--- START Dataset rows ---

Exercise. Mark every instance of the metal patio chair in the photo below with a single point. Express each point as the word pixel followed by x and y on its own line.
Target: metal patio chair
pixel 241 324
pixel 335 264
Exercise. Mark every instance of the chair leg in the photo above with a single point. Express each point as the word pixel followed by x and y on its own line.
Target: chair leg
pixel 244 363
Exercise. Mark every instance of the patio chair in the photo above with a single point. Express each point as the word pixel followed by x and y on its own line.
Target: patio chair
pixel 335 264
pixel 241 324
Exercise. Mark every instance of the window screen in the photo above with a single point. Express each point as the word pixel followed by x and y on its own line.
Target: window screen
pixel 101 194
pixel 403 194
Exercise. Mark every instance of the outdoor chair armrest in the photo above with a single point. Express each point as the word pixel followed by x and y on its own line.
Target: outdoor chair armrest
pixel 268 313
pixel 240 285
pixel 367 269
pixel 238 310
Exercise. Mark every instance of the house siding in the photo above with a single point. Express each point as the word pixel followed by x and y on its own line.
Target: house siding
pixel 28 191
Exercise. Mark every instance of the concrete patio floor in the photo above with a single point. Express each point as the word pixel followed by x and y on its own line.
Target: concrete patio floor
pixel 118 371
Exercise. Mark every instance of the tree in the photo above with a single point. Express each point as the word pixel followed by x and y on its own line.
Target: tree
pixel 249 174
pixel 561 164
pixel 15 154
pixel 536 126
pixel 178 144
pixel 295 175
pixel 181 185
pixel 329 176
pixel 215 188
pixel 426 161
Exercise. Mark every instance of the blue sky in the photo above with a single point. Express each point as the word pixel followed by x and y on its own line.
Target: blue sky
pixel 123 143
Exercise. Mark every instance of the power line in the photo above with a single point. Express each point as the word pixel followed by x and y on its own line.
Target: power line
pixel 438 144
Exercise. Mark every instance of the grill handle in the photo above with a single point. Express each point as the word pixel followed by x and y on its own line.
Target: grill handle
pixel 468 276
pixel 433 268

--- END Dataset rows ---

## What is needed
Return the lines of the entries above unchanged, starting at the line that contains "Exercise. Mark every instance of the chair" and ending at the line that contains "pixel 238 310", with both of those lines included.

## Exercise answer
Exercise. Mark every instance of the chair leg in the photo above with a single point. Express each point as the word pixel followed by x and y on its own line.
Target: chair leg
pixel 244 363
Exercise. Mark every instance of the patio chair in the photo above with a single point. Express each point as the word pixel followed by x and y on its own line.
Target: patio chair
pixel 335 264
pixel 241 324
Exercise. Mark every instance of the window screen in the photo above with a single point. Express each point as the word pixel followed by x and y on its own line.
Target: window screen
pixel 101 194
pixel 403 194
Exercise. Mark every instance of the outdoor chair armrest in the photo above with a single point. Express each point as the word pixel followed by x and y on its own line.
Target: outdoor chair armrest
pixel 268 313
pixel 240 285
pixel 367 269
pixel 238 310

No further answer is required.